• **THE PROBLEM**:
Send back all of the records, each one exactly as written.
━━━ SOURCE MATERIAL ━━━
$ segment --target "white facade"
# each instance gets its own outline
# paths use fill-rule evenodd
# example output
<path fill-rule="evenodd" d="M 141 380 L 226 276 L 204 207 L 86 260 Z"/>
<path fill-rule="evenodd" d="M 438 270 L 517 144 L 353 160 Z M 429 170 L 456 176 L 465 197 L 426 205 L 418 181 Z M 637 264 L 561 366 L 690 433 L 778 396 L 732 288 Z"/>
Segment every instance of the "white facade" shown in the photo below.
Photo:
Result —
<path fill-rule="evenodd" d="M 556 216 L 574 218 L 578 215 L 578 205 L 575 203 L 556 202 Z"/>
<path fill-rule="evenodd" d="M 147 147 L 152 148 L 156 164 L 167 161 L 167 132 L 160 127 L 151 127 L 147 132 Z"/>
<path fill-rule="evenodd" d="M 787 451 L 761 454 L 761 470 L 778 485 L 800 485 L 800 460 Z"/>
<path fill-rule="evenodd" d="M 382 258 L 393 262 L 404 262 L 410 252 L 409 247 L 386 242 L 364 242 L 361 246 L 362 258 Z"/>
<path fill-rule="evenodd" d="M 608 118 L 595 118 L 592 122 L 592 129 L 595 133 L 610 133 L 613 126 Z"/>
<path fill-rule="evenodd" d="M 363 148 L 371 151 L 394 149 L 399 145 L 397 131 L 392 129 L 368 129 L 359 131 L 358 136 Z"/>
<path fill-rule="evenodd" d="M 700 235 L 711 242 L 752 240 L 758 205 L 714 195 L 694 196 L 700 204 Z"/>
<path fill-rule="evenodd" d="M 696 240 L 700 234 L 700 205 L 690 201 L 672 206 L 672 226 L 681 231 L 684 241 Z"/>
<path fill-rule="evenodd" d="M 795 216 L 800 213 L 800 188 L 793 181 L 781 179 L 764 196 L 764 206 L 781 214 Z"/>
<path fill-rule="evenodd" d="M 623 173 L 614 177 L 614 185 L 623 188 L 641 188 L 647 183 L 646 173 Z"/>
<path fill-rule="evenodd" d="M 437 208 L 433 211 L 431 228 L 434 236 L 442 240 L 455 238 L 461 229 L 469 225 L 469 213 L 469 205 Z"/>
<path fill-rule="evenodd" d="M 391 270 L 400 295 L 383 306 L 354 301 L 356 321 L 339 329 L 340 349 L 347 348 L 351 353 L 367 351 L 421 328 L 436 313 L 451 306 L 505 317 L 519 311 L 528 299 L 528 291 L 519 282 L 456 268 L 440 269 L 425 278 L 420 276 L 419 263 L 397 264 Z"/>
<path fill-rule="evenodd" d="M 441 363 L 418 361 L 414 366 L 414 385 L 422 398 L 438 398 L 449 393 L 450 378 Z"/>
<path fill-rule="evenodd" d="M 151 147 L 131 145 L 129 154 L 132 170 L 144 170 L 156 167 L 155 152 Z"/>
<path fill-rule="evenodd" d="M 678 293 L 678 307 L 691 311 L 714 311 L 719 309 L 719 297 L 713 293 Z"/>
━━━
• **TASK RESULT**:
$ segment --target "white facade"
# each instance gets its own outline
# paths use fill-rule evenodd
# example output
<path fill-rule="evenodd" d="M 141 380 L 226 276 L 204 207 L 86 260 Z"/>
<path fill-rule="evenodd" d="M 438 270 L 517 144 L 353 160 Z M 429 170 L 456 176 L 465 197 L 426 205 L 418 181 Z M 637 264 L 561 366 L 690 433 L 778 396 L 732 288 Z"/>
Segment every instance of the "white facade" shown in the photo below.
Photo:
Result —
<path fill-rule="evenodd" d="M 556 216 L 574 218 L 578 215 L 578 205 L 575 203 L 556 202 Z"/>
<path fill-rule="evenodd" d="M 147 147 L 152 148 L 156 164 L 167 161 L 167 132 L 160 127 L 151 127 L 147 132 Z"/>
<path fill-rule="evenodd" d="M 787 451 L 761 454 L 761 470 L 778 485 L 800 485 L 800 460 Z"/>
<path fill-rule="evenodd" d="M 382 258 L 393 262 L 404 262 L 410 252 L 409 247 L 386 242 L 364 242 L 361 246 L 362 258 Z"/>
<path fill-rule="evenodd" d="M 608 118 L 595 118 L 592 122 L 592 129 L 595 133 L 610 133 L 613 126 Z"/>
<path fill-rule="evenodd" d="M 363 148 L 371 151 L 394 149 L 399 145 L 397 131 L 392 129 L 368 129 L 359 131 L 358 136 Z"/>
<path fill-rule="evenodd" d="M 700 235 L 711 242 L 752 240 L 758 205 L 714 195 L 694 196 L 700 204 Z"/>
<path fill-rule="evenodd" d="M 696 240 L 700 234 L 700 205 L 690 201 L 672 206 L 672 226 L 681 231 L 684 241 Z"/>
<path fill-rule="evenodd" d="M 795 216 L 800 213 L 800 188 L 793 181 L 781 179 L 764 196 L 764 206 L 781 214 Z"/>
<path fill-rule="evenodd" d="M 623 173 L 614 177 L 614 185 L 623 188 L 641 188 L 647 183 L 646 173 Z"/>
<path fill-rule="evenodd" d="M 437 208 L 433 211 L 431 228 L 434 236 L 442 240 L 455 238 L 461 229 L 469 225 L 469 213 L 469 205 Z"/>
<path fill-rule="evenodd" d="M 391 270 L 400 295 L 383 306 L 354 301 L 356 321 L 339 329 L 340 349 L 347 348 L 351 353 L 367 351 L 421 328 L 436 313 L 451 306 L 505 317 L 519 311 L 528 299 L 528 291 L 519 282 L 456 268 L 440 269 L 425 278 L 420 276 L 419 263 L 397 264 Z"/>
<path fill-rule="evenodd" d="M 441 363 L 418 361 L 414 366 L 414 385 L 422 398 L 438 398 L 449 393 L 450 378 Z"/>
<path fill-rule="evenodd" d="M 151 147 L 131 145 L 129 154 L 132 170 L 144 170 L 156 167 L 155 152 Z"/>
<path fill-rule="evenodd" d="M 678 293 L 678 307 L 691 311 L 714 311 L 719 309 L 719 297 L 713 293 Z"/>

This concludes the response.